_Page excerpt_:
start

Forum Question: Firmware Passwords for Mac

I have a few questions relating to the EFI Firmware utility thats hidden but supplied on the Snow Leopard install disc. Essentially I’ve installed this and set a password on my mac, the effect of that is holding down the C key on boot up prevents you from booting off a CD to reformat the hard drive if the mac were to be stolen for example. However what I dont understand is

1. If I want to now boot off a CD, how can I do this in the future if holding down C is disabled.
2. If I have to disable the password by loading up OSX and rerunning the Firmware utility, what would I do in the event my mac installation becomes corrupt and wont boot up, is my mac then a brick ?
3. Would you recommend using this utility. The reason I’m using it, is that as part of some anti theft software I’m using (Undercover) it recommends setting this password and having it in place.
Scott Fairclough

Comments: 3 Responses to “Firmware Passwords for Mac”

end

_Stated goal 1_:
Write out the forum post on Mac firmware passwords word for word, starting at "2. If I have" and ending at "then a brick ?".
_Stated goal 2_:
For each statement about the forum post on Mac firmware passwords, answer yes or no and quote the words from the post that decide it. (a) The poster has already installed the EFI Firmware utility and set a password. (b) The utility has to be downloaded separately, apart from the Snow Leopard install disc. (c) The anti-theft software the poster uses recommends setting this password.
_Stated goal 3_:
Carry on the forum post on Mac firmware passwords from its final line.

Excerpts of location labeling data
start

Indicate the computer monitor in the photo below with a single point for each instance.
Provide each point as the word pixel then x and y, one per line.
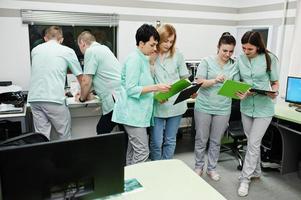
pixel 68 169
pixel 293 90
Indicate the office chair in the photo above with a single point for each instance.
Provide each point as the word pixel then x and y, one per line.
pixel 236 132
pixel 28 138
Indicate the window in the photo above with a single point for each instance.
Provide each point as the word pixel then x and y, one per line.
pixel 104 35
pixel 102 26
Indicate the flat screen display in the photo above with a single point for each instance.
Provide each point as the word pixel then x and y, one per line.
pixel 68 169
pixel 293 90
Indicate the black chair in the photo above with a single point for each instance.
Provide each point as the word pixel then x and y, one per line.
pixel 28 138
pixel 236 132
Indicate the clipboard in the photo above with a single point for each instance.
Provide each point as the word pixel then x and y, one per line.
pixel 230 88
pixel 175 89
pixel 262 92
pixel 186 94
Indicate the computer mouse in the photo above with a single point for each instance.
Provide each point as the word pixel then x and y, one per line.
pixel 69 94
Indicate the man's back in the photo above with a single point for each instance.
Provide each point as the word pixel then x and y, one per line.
pixel 50 61
pixel 106 70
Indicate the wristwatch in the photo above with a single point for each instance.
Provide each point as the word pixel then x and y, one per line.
pixel 80 100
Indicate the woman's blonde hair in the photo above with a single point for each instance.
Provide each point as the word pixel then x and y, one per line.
pixel 165 31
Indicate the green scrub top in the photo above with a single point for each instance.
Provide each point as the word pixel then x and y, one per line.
pixel 208 101
pixel 170 70
pixel 50 62
pixel 100 62
pixel 133 108
pixel 253 71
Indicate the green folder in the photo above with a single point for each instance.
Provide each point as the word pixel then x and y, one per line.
pixel 175 88
pixel 230 88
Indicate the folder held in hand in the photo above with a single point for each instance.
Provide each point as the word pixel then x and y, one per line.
pixel 175 88
pixel 186 94
pixel 262 92
pixel 230 88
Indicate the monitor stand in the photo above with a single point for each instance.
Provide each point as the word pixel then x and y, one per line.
pixel 298 109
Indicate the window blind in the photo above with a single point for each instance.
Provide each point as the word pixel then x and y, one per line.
pixel 43 17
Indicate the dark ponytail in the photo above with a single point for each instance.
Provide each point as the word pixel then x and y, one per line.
pixel 255 38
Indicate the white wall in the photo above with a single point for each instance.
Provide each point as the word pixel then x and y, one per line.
pixel 15 55
pixel 194 40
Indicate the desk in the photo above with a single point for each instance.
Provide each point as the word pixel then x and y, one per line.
pixel 20 116
pixel 288 122
pixel 167 179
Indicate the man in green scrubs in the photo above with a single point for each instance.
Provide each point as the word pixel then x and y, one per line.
pixel 134 107
pixel 50 62
pixel 102 71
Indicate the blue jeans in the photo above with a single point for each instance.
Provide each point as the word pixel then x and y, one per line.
pixel 163 138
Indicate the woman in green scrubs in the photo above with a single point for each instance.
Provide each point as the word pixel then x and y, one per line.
pixel 212 111
pixel 257 67
pixel 134 106
pixel 169 67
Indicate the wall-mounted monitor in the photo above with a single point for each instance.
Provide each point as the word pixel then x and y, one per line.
pixel 293 90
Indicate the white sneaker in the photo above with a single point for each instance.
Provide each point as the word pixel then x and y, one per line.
pixel 213 175
pixel 243 189
pixel 199 172
pixel 255 176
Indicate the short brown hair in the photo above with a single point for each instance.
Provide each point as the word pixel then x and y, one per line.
pixel 86 37
pixel 54 32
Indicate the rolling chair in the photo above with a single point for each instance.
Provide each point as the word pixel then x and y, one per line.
pixel 235 131
pixel 28 138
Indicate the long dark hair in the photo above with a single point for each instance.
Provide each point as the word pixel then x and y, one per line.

end

_Task answer 1_:
2. If I have to disable the password by loading up OSX and rerunning the Firmware utility, what would I do in the event my mac installation becomes corrupt and wont boot up, is my mac then a brick ?

_Task answer 2_:
(a) Yes: "Essentially I’ve installed this and set a password on my mac"
(b) No: "the EFI Firmware utility thats hidden but supplied on the Snow Leopard install disc"
(c) Yes: "as part of some anti theft software I’m using (Undercover) it recommends setting this password and having it in place"

_Task answer 3_:
    11/11/10 @ 8:10 am

    The only way to boot from a CD, I’m pretty sure, would be to turn this feature off first. You may also be able to use the Startup Disk System Preferences panel to do it, entering your password first, but I’m not sure on that.
    If your Mac becomes corrupt or something goes wrong, I assume that you’ve lost all data. You can probably get the drive out of the machine and wipe it and start from scratch. Not completely sure on that either, as I’ve never had to do it, of course.
    I don’t recommend using this unless you them physical security a big threat to you and you have sensitive information on your Mac. In other words, what would be a bigger disaster to you: someone stealing your Mac and getting all of your data on it, or losing the data because of a problem arising from using this technique. And which is more likely to happen?
    There are other ways of protecting your data that aren’t as extreme. Like using 1Password for passwords.
    Even Apple doesn’t recommend using this. See:

    Michael A.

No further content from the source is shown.